ИСХОДНЫЙ ТЕКСТ -
--
Беременность у Робин протекала легко, без приступов тошноты по утрам. Лишь по ночам у нее время от времени возникали неприятные ощущения. Но примерно за полтора месяца до родов врач заметила, что у нее сокращается количество околоплодной жидкости. Доктор потребовала, чтобы Робин сократила физическую активность, но это не помогло. Тогда ей был прописан постельный режим.
За две недели до срока количество жидкости все еще было недостаточным, и врач сказала, что роды придется стимулировать.
Когда они начались, проблема все еще существовала. Я слышал, когда один из врачей издал короткий обеспокоенный возглас. Подобные вещи, разумеется, очень нервируют. Я весь напрягся, как струна, но постарался этого не показывать, поскольку Робин это бы ничем не помогло.
Подсос. Щипцы. Один из врачей взмолился:
– Робин, вы должны тужиться. Тужтесь, пожалуйста.
Чувствуя себя совершенно беспомощным, я сделал нечто, чего делать не следовало, – попытался взять инициативу на себя. Приблизив свое лицо к лицу Робин, я крикнул, словно тренер по тяжелой атлетике, пытающийся подбодрить своего воспитанника:
– ДАВАЙ, РОБИН! ТЫ МОЖЕШЬ! ДАВАЙ ЖЕ, ТОЛКАЙ!
Возможно, с мужчинами этот метод себя оправдывает, но моей жене он не понравился. С трудом переводя дыхание, она коротко раскритиковала его, прошептав:
– Заткнись.
Тогда я решил сменить тактику и тихонько забормотал ей в ухо:
– Я люблю тебя, милая. Ты справишься, все будет хорошо. Я здесь, с тобой, все будет в порядке.
В 19:04, 12 февраля 1993 года, наша малышка появилась на свет. Когда врач окончательно извлек ее, я испытал такое облегчение, что даже заплакал. Затем, взглянув на ребенка, я похолодел. Из-за того, что докторам пришлось применять подсос и щипцы, головка дочери была конической формы. Однако врач, который во время родов издал встревоженное восклицание, тут же меня успокоил:
– Ничего страшного. Скоро все придет в норму.
И в самом деле головка ребенка прямо на глазах стала принимать обычную форму. Это было какое-то чудо.
Я очень хорошо помню, что сразу же после появления дочери на свет меня буквально захлестнуло желание защищать и оберегать ее.
– Ну, вот и ты, – сказала она негромко, обращаясь к дочери. – Какая красивая.
Врачи тем временем проделывали обычные манипуляции.
Ребенка обмыли, а затем запеленали. Пока Робин отдыхала после родов, девочку – мы решили назвать ее Тейлор – положили мне на грудь. Никогда раньше я не ощущал такой тесной связи с кем-либо другим.
--
ФРАГМЕНТЫ СТРОК -
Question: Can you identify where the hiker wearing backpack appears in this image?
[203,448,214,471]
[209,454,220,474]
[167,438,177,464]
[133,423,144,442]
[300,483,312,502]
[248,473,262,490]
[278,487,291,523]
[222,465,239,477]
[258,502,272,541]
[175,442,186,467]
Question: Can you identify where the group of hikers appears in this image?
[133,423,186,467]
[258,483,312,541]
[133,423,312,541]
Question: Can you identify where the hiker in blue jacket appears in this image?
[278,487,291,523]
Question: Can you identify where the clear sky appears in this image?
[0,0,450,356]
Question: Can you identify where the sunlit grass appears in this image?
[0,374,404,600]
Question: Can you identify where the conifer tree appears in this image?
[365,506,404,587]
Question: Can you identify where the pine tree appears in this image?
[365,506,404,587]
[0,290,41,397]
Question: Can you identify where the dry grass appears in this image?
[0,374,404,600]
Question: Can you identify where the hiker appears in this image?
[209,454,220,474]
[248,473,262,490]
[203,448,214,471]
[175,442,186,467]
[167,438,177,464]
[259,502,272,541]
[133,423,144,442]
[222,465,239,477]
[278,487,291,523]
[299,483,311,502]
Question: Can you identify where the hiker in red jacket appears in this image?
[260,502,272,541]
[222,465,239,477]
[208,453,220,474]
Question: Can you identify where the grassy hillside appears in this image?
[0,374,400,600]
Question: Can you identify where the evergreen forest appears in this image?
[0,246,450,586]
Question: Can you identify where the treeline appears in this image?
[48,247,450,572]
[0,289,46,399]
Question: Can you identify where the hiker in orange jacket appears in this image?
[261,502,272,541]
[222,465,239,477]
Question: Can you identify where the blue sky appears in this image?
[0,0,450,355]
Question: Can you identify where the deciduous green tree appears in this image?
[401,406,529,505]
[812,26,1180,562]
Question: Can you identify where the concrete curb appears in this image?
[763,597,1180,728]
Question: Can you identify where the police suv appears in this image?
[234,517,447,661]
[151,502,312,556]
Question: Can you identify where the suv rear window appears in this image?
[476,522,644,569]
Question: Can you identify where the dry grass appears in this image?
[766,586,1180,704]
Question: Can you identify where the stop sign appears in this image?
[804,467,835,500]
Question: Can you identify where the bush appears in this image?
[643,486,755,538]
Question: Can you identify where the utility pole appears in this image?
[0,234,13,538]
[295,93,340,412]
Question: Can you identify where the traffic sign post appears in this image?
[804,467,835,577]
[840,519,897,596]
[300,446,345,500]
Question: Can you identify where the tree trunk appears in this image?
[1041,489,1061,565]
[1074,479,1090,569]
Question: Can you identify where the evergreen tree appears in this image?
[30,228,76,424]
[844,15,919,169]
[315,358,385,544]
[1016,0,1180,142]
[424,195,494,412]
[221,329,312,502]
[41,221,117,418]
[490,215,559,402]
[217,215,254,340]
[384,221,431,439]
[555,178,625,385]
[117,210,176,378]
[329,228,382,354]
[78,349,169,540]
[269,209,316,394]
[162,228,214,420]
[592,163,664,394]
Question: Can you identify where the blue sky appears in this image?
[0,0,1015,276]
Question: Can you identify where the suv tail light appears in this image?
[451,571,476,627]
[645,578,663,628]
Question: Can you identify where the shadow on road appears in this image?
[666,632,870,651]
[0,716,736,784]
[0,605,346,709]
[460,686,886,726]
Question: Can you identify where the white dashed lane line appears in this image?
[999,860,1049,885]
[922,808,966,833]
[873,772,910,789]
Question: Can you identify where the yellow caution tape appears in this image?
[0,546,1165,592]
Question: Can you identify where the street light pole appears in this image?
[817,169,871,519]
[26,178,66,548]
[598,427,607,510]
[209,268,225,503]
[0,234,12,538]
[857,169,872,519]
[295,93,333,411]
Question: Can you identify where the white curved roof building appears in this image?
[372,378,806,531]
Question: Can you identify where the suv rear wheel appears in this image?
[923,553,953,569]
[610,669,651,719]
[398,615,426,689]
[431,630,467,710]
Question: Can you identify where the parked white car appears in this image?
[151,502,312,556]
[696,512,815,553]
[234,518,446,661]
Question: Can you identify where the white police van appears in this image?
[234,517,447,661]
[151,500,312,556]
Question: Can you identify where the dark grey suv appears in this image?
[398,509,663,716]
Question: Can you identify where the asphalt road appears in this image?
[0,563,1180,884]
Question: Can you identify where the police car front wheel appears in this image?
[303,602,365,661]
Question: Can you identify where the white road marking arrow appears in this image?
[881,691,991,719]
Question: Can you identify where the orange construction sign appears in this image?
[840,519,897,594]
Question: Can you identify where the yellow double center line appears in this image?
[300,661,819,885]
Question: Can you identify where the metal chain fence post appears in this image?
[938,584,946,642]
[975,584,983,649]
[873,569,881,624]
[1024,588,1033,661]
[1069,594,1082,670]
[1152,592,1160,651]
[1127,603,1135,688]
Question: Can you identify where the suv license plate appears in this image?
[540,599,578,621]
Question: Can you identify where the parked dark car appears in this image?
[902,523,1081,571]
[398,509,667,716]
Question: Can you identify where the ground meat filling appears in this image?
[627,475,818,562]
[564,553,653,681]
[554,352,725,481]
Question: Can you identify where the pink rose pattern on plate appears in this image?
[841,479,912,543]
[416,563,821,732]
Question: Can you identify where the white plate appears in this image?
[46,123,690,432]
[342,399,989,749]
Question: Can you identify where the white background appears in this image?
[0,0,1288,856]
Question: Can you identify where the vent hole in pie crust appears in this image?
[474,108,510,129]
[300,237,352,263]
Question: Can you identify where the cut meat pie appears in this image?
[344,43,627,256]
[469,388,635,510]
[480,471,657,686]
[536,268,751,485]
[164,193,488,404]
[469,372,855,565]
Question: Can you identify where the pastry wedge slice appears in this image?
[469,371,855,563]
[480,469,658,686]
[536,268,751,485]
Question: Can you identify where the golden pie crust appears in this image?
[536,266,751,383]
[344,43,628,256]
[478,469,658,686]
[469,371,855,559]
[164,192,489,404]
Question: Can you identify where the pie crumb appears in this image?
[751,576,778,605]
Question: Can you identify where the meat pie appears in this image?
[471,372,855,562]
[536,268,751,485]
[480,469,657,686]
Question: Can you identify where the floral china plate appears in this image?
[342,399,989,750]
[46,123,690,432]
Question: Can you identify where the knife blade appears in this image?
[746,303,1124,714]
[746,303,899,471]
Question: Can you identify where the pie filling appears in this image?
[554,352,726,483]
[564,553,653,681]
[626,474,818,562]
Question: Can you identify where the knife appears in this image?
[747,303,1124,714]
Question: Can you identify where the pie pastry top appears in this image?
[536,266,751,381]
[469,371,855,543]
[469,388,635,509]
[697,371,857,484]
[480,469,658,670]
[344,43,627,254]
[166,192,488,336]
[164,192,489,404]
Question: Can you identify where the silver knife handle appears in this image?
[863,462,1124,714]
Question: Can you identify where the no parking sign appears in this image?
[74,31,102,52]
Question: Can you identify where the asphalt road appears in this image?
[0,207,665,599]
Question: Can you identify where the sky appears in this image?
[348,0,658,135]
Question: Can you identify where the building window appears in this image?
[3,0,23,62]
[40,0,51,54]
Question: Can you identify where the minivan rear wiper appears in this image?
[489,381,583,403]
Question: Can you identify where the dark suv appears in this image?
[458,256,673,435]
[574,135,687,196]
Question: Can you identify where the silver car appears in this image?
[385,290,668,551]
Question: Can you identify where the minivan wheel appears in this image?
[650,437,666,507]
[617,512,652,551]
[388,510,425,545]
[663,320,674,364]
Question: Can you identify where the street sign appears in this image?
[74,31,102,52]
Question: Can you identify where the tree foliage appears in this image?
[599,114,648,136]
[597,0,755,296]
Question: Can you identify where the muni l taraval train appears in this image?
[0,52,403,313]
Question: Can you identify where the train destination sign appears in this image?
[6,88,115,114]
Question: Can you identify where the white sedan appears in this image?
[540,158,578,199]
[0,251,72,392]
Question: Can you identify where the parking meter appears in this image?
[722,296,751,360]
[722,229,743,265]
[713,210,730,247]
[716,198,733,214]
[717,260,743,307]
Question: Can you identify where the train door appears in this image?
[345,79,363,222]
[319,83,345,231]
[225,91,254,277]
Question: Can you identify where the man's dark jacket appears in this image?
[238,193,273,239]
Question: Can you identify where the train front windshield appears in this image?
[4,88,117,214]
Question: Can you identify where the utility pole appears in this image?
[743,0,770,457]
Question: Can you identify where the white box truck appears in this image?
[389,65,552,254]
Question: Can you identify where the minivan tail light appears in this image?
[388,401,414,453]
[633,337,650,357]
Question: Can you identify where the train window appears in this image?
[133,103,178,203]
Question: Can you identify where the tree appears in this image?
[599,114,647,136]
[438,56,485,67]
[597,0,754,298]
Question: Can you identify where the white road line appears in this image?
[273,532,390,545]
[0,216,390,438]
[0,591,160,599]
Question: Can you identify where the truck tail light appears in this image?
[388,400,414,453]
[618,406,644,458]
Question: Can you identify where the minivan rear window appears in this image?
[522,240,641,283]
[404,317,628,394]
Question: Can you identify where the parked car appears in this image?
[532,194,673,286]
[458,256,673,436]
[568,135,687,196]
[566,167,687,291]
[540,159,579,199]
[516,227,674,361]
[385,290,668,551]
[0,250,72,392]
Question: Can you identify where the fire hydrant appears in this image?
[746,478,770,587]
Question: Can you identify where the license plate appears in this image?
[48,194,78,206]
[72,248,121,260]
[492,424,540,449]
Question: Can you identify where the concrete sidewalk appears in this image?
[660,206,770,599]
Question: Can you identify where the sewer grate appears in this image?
--
ЗАДАНИЯ -
(a) Процитируйте отрывок из текста о рождении дочери, начиная со слов «И в самом деле» и заканчивая словами «с кем-либо другим.».
(b) Когда, согласно тексту о рождении дочери, девочка появилась на свет?

ОЖИДАЕМЫЕ ОТВЕТЫ -
(a)
И в самом деле головка ребенка прямо на глазах стала принимать обычную форму. Это было какое-то чудо.
Я очень хорошо помню, что сразу же после появления дочери на свет меня буквально захлестнуло желание защищать и оберегать ее.
– Ну, вот и ты, – сказала она негромко, обращаясь к дочери. – Какая красивая.
Врачи тем временем проделывали обычные манипуляции.
Ребенка обмыли, а затем запеленали. Пока Робин отдыхала после родов, девочку – мы решили назвать ее Тейлор – положили мне на грудь. Никогда раньше я не ощущал такой тесной связи с кем-либо другим.

(b) В 19:04, 12 февраля 1993 года.